Consigne ▸
Recopiez mot pour mot, dans l'extrait ci-dessous, tout ce qui va de « C’est à cette » à « perfidement des interrogations. ».

Extrait ▸
◆ ◆ ◆ ◆ ◆ ◆ ◆

C’est à cette époque également qu’il fait la connaissance de Soumaïla Cissé. Fort détendu, dans l’immense bureau de sa résidence cossue qui donne sur le fleuve Niger, cet économiste, passé par l’industrie cotonnière d’État, est aujourd’hui une figure majeure de l’opposition. Challenger malheureux d’IBK en 2013, il décrit un jeune homme « charmant, extrêmement sympathique ». « Il m’avait fait visiter Paris dans sa voiture toute une nuit. Un vrai guide touristique, Ibrahim. Il connaissait l’histoire de France et de Paris par cœur. Ça m’avait soufflé. J’ai fini mes études, travaillé quelque temps, puis je suis rentré au Mali. Lui est resté vingt-trois ans en France. On ne fait pas des études pendant tout ce temps… C’est assez mystérieux », déclare-t-il, ouvrant là perfidement des interrogations.
Pour moi, il n’a jamais fait les études éblouissantes dont il s’enorgueillit. D’où toujours chez lui ce savoir qu’il jette à la figure pour vous en mettre plein la vue.
Soumaïla Cissé, challenger malheureux d'IBK en 2013
Et d’ajouter : « C’est un homme léger, convivial, brillant, séduisant intellectuellement mais, pour moi, il n’a jamais fait les études éblouissantes dont il s’enorgueillit. D’où toujours chez lui ce savoir qu’il jette à la figure pour vous en mettre plein la vue. Ça n’en fait pas un méchant homme, ça non, mais son cursus universitaire ne tient pas et je n’évoque même pas ici son bilan… »
IBK sait comment séduire ses interlocuteurs. Albert Bourgi éprouve toujours pour lui une admiration et un vif sentiment d’amitié. Cet universitaire chaleureux de 78 ans, agrégé de droit, est le frère aîné de Robert Bourgi et aussi son parfait contraire. Ce dernier a incarné les réseaux occultes de la « Françafrique », les palaces et la politique des mallettes, alors qu’Albert vit toujours en HLM dans le 17e arrondissement de Paris. Encore à l’inverse de son frère, il a beaucoup fréquenté dans les années 1970 les opposants et les anciens prisonniers politiques du continent africain avant que ceux-ci n’arrivent « aux affaires ».

◆ ◆ ◆ ◆ ◆ ◆ ◆

Données fournies ▸
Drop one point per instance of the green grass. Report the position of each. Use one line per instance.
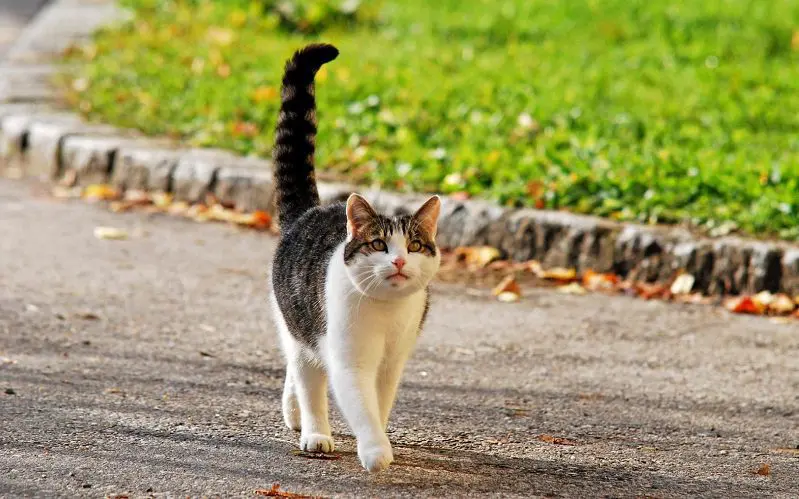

◆ ◆ ◆ ◆ ◆ ◆ ◆

Réponse ▸
C’est à cette époque également qu’il fait la connaissance de Soumaïla Cissé. Fort détendu, dans l’immense bureau de sa résidence cossue qui donne sur le fleuve Niger, cet économiste, passé par l’industrie cotonnière d’État, est aujourd’hui une figure majeure de l’opposition. Challenger malheureux d’IBK en 2013, il décrit un jeune homme « charmant, extrêmement sympathique ». « Il m’avait fait visiter Paris dans sa voiture toute une nuit. Un vrai guide touristique, Ibrahim. Il connaissait l’histoire de France et de Paris par cœur. Ça m’avait soufflé. J’ai fini mes études, travaillé quelque temps, puis je suis rentré au Mali. Lui est resté vingt-trois ans en France. On ne fait pas des études pendant tout ce temps… C’est assez mystérieux », déclare-t-il, ouvrant là perfidement des interrogations.